- SELECTED TEXT -
11. Purchase funnel analysis (View → Cart → Order)

Analyze the 3-stage funnel of Product inquiry → Add to cart → Order. Calculate the number of unique customers and conversion rate (%) for each stage based on 2024 data.

funnel_step unique_customers conversion_rate_pct
1. View 1500 100.0
2. Cart 800 53.3
3. Order 600 75.0

Hint 1: - Step 1: Number of unique customers in product_views - Step 2: Number of unique customers in cart_items → carts - Step 3: Number of unique customers in orders - Conversion rate: current step / previous step * 100 - Combine 3 steps into one result with UNION ALL

Answer
WITH step_viewers AS (
    SELECT COUNT(DISTINCT customer_id) AS cnt
    FROM product_views
    WHERE viewed_at >= '2024-01-01' AND viewed_at < '2025-01-01'
),
step_carters AS (
    SELECT COUNT(DISTINCT ca.customer_id) AS cnt
    FROM carts AS ca
    JOIN cart_items AS ci ON ca.id = ci.cart_id
    WHERE ci.added_at >= '2024-01-01' AND ci.added_at < '2025-01-01'
      AND ca.customer_id IN (
          SELECT DISTINCT customer_id
          FROM product_views
          WHERE viewed_at >= '2024-01-01' AND viewed_at < '2025-01-01'
      )

- DIRECTIVES -
- A) In the purchase funnel exercise, which SQL operator does the hint say to use to combine the three steps into one result?
- B) List every database table that the hint in the purchase funnel exercise names.
- C) Carry on the purchase funnel exercise from the point where its text stops.

- MATERIAL -
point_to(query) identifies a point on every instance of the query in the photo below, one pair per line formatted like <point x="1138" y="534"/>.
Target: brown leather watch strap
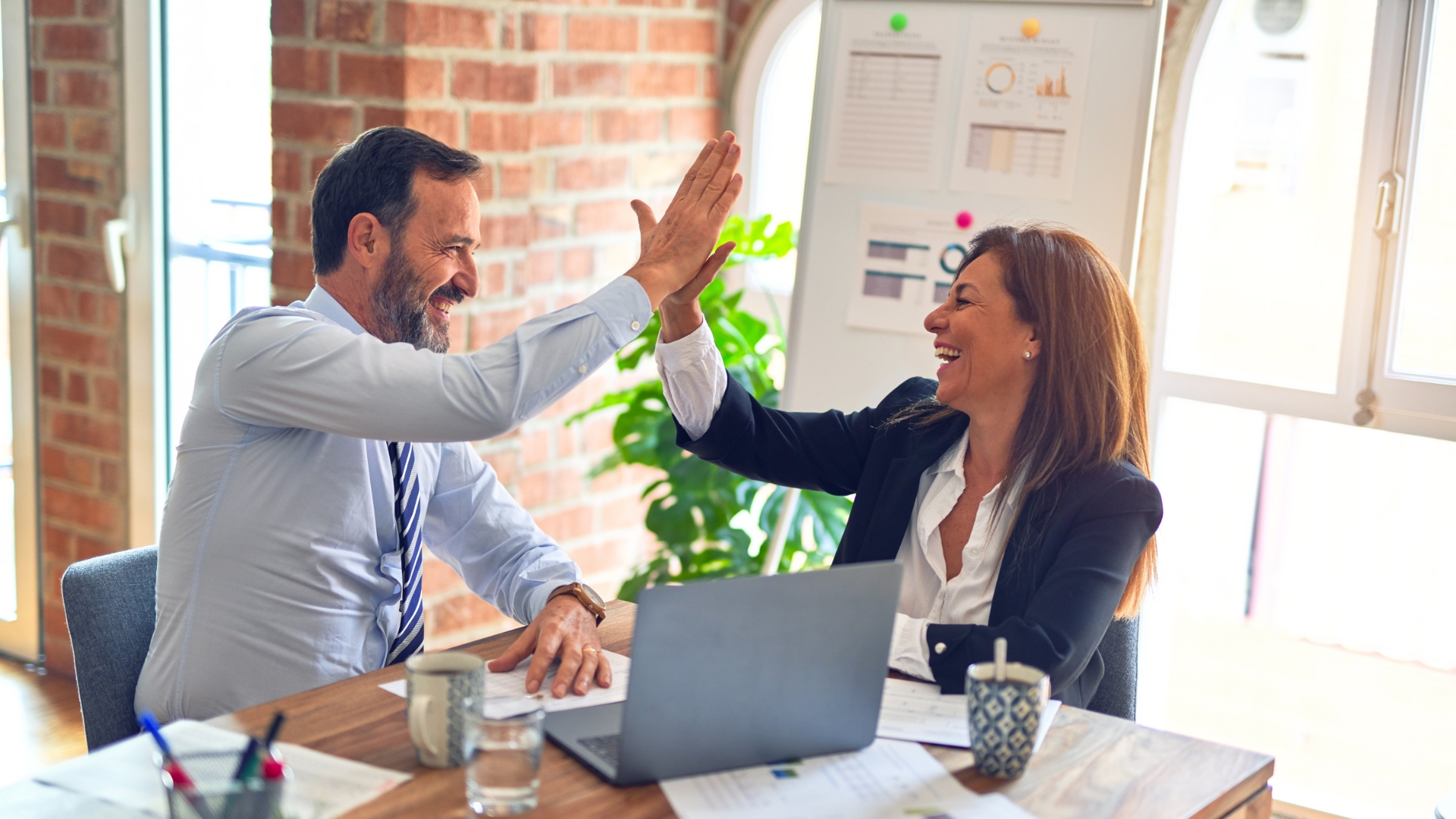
<point x="585" y="595"/>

- TASK RESPONSES -
- A) UNION ALL

- B) product_views, cart_items, carts, orders

- C)
),
step_buyers AS (
    SELECT COUNT(DISTINCT o.customer_id) AS cnt
    FROM orders AS o
    WHERE o.ordered_at >= '2024-01-01' AND o.ordered_at < '2025-01-01'
      AND o.status NOT IN ('cancelled')
      AND o.customer_id IN (
          SELECT DISTINCT ca.customer_id
          FROM carts AS ca
          JOIN cart_items AS ci ON ca.id = ci.cart_id
          WHERE ci.added_at >= '2024-01-01' AND ci.added_at < '2025-01-01'
      )
),
funnel AS (
    SELECT 1 AS step, '1. View' AS funnel_step, cnt FROM step_viewers
    UNION ALL
    SELECT 2, '2. Cart', cnt FROM step_carters
    UNION ALL
    SELECT 3, '3. Order', cnt FROM step_buyers
)
SELECT
    funnel_step,
    cnt AS unique_customers,
    ROUND(100.0 * cnt / LAG(cnt) OVER (ORDER BY step), 1) AS conversion_rate_pct
FROM funnel
ORDER BY step;

Result (3 rows)

funnel_step unique_customers conversion_rate_pct
1. View 2809 NULL
2. Cart 517 18.40
3. Order 311 60.20

12. Deduplication of duplicate data

If the same customer writes multiple reviews for the same product on the same day, Keep only the most recent review and identify the ids of the rest. (Extracts the list of IDs to be deleted without an actual DELETE.)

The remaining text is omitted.